Exercise:
Rescale the dataset entries between the line holding "is red front" and the line holding "[206,134,256,171]", inclusive, and give only those lines. Reproduce each one with every bounding-box coordinate multiplied by 1.75 and rounded to a whole number (halves round up), and keep all other wording unchanged.

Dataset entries

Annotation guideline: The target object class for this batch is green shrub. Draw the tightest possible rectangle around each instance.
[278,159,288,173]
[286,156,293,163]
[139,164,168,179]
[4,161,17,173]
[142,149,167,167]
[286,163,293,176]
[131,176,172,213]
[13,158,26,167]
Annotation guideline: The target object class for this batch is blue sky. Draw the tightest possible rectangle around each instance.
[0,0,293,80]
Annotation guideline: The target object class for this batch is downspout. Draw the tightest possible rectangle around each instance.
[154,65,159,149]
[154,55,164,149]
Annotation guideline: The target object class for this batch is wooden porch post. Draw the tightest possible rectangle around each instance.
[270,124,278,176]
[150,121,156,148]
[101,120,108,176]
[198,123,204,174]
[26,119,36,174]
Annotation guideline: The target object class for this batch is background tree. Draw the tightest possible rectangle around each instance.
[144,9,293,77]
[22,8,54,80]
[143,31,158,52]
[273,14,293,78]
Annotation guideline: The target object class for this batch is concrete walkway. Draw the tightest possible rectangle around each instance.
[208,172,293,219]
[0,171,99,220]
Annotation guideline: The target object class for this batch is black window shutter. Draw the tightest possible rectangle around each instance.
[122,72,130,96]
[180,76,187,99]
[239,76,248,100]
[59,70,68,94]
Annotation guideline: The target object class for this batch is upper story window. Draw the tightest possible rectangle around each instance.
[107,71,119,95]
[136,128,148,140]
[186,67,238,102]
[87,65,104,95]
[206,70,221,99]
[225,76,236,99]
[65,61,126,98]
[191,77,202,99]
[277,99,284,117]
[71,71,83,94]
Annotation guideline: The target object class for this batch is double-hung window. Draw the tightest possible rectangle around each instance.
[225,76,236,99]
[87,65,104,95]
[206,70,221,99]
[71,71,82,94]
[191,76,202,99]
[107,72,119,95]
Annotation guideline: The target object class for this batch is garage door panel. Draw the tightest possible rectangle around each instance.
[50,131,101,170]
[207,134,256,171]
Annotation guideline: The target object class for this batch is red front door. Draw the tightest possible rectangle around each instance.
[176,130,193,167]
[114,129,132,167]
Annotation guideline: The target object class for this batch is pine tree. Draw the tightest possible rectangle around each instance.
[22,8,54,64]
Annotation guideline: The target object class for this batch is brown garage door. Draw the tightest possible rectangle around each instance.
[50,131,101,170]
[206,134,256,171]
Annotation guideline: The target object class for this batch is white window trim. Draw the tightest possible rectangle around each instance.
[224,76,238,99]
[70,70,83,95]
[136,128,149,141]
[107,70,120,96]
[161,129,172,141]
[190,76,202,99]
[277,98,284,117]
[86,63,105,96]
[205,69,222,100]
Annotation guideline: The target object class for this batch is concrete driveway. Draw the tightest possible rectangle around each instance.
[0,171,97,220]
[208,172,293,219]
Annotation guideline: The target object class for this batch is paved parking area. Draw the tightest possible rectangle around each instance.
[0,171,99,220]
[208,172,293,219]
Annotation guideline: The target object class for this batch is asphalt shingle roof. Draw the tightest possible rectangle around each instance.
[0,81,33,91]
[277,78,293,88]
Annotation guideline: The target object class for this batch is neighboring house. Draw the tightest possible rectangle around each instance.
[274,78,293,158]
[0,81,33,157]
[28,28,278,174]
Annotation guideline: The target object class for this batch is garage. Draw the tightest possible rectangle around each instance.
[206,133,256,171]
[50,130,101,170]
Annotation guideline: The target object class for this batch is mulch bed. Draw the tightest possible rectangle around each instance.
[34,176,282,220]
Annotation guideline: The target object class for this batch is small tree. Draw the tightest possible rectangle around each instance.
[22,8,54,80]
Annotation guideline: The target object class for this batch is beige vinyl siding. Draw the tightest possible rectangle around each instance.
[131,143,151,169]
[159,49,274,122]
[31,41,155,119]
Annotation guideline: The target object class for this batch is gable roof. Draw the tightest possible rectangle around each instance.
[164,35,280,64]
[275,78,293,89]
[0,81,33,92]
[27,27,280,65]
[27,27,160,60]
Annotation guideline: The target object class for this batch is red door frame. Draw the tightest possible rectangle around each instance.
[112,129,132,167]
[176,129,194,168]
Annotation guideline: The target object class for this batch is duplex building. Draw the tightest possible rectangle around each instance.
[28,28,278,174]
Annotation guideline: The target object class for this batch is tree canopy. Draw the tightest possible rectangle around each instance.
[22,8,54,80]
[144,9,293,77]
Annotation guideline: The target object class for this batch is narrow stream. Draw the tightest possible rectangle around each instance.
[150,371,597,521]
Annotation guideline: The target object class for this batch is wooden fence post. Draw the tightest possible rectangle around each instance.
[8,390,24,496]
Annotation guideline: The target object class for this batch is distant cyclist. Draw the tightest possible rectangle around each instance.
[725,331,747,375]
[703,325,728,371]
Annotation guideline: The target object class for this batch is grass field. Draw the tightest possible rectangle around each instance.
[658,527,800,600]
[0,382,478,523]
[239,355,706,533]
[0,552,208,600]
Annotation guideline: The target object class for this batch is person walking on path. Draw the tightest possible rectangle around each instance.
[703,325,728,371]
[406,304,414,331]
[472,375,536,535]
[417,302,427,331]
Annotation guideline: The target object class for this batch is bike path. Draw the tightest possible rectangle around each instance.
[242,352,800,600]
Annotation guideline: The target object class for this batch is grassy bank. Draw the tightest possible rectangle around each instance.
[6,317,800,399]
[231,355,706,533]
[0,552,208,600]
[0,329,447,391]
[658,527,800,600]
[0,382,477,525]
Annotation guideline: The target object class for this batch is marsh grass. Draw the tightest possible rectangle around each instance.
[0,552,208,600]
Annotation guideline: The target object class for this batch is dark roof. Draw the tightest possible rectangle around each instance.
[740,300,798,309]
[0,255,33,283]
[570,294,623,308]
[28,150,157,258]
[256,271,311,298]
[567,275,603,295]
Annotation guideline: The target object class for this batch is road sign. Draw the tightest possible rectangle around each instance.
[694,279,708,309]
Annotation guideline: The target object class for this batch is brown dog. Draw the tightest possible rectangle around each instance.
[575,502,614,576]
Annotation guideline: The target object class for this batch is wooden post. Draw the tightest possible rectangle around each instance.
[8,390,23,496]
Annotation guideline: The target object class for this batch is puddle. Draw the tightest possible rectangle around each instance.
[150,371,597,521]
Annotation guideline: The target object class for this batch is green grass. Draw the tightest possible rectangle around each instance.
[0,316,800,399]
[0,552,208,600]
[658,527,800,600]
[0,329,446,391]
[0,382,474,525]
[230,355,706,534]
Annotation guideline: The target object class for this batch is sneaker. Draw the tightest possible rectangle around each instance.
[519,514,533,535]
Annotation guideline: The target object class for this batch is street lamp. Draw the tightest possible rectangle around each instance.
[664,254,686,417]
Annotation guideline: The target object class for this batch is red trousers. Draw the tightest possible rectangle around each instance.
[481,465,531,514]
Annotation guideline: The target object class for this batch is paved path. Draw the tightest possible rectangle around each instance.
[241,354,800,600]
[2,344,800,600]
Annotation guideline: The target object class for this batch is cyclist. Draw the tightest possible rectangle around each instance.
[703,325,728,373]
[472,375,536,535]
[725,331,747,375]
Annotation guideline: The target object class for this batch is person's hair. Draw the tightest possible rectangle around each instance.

Reply:
Annotation guideline: The target object class for this batch is red front door. Draw the tightest possible rectangle around each instance.
[308,228,338,292]
[200,226,231,292]
Annotation guideline: The target object class for this batch is pine tree. Draw the tightest possible rectangle around each instance.
[39,14,95,112]
Annotation guideline: The target object class for this batch is brown garage door. Draw the tightest possible rectangle around each instance.
[88,229,177,298]
[361,235,448,299]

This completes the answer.